--- begin DATA FOR THIS EXERCISE ---

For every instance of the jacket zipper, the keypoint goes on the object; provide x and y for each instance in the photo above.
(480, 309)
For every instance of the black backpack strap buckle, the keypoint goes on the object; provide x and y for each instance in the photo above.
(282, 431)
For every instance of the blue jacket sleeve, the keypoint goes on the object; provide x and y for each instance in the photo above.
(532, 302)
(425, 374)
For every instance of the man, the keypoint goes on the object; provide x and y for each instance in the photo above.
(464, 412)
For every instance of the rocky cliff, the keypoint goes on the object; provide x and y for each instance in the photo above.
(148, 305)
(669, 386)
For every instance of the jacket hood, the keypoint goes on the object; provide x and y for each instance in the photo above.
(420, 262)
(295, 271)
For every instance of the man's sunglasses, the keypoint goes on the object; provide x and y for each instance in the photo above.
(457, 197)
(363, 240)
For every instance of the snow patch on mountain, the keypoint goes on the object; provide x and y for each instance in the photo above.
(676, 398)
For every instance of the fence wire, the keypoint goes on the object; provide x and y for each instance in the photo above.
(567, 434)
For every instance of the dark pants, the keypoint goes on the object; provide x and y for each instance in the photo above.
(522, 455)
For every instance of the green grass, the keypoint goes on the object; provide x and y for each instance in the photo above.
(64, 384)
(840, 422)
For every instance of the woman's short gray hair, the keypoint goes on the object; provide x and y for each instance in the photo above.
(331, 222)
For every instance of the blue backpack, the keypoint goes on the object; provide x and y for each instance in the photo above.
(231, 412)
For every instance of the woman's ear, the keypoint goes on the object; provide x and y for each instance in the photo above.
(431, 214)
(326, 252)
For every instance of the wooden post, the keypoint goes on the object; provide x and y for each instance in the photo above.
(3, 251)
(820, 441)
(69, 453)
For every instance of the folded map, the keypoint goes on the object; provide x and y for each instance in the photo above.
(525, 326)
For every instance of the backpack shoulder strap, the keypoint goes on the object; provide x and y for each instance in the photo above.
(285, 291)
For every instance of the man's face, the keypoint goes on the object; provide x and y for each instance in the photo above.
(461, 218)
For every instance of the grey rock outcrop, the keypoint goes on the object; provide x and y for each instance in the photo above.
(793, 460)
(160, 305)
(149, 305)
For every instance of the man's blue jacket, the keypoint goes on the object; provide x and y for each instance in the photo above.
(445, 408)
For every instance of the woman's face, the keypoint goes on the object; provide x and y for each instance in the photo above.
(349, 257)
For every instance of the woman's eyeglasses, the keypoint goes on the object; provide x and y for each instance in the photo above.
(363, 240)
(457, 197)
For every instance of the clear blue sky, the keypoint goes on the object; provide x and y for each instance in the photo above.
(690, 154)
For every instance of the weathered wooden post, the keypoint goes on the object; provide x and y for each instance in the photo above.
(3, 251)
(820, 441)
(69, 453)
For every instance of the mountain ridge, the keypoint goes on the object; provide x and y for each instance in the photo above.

--- end DATA FOR THIS EXERCISE ---

### WHAT YOU ARE ASKED TO DO
Reproduce all of the material above word for word.

### ANSWER TO THE PROBLEM
For every instance of the jacket zipper, the keypoint goes on the object; provide x and y for each instance in the photo above.
(480, 309)
For every instance of the black backpack strap buckle, the keypoint goes on the object; provide x and y for each instance in the photo above.
(282, 431)
For every instance of the blue jacket sleeve, the keypoint goes on the object; provide x and y for each instance in the photo above.
(532, 302)
(425, 374)
For every instance of the man, the keypoint goes on the object; provide x and y for each instance in the photo above.
(464, 412)
For every instance of the rocky cliff, the keypoint goes on the object; provide x and y for each instance in the photo above.
(148, 305)
(669, 386)
For every instance of the jacket hood, the keypoint goes on the object; provide x and y for each instance in the photo above.
(420, 262)
(295, 271)
For every instance of the man's sunglasses, the keypoint goes on the object; provide x and y for each instance in the photo above.
(457, 197)
(363, 240)
For every instance of the snow patch on mountain, the keypoint goes on the object; provide x and y for each instance in the photo above.
(676, 398)
For every instance of the fence wire, the keypoint goes on the object; provide x and y for each instance in the photo above.
(567, 434)
For every instance of the dark pants, the keypoint goes on the object; provide x and y for each instance in the photo above.
(522, 455)
For every instance of the green grass, the keypoint goes on the object; provide x and y for each instance in the photo above.
(64, 384)
(840, 422)
For every instance of the woman's short gray hair, the keypoint goes on the object; provide x and y for each instance in the photo above.
(331, 222)
For every instance of the blue backpack, the keypoint goes on the object; provide x and y for each instance in the photo above.
(231, 412)
For every instance of the woman's ear, the keypoint goes on the object; provide x and y for each instance in the photo above.
(431, 214)
(326, 252)
For every instance of the wooden post, the keypoint goes on the object; provide x and y for each instance in the photo above.
(3, 251)
(820, 441)
(69, 453)
For every instance of the folded map, the keypoint goes on the object; provide x and y for each instance in the photo above.
(525, 326)
For every instance of the backpack shoulder strap, the keypoint goes on the object; provide x and y for each instance in the photo above.
(285, 291)
For every instance of the man's face, the keypoint goes on the object; provide x and y for each instance in the photo above.
(461, 218)
For every instance of the grey rock outcrop, the keypoint goes on the object; provide x and y for each instance in the photo above.
(793, 460)
(160, 305)
(149, 305)
For every instance of the man's blue jacket, the keypoint goes on the object; provide x and y for each instance in the photo above.
(445, 408)
For every instance of the woman's face, the keypoint goes on the object; provide x and y for each instance in the photo above.
(349, 257)
For every instance of the woman's eyeglasses, the keypoint goes on the object; provide x and y for each instance in the photo above.
(363, 240)
(457, 197)
For every instance of the clear blue sky, the keypoint goes on the object; provide x and y for each instance in the photo above.
(690, 154)
For every instance of the weathered wooden post, the keypoint goes on the object; provide x and y for each instance in the photo above.
(3, 251)
(820, 441)
(69, 453)
For every instance of the mountain ridge, the keypoint goes on the object; provide x and y for each instance in the photo above.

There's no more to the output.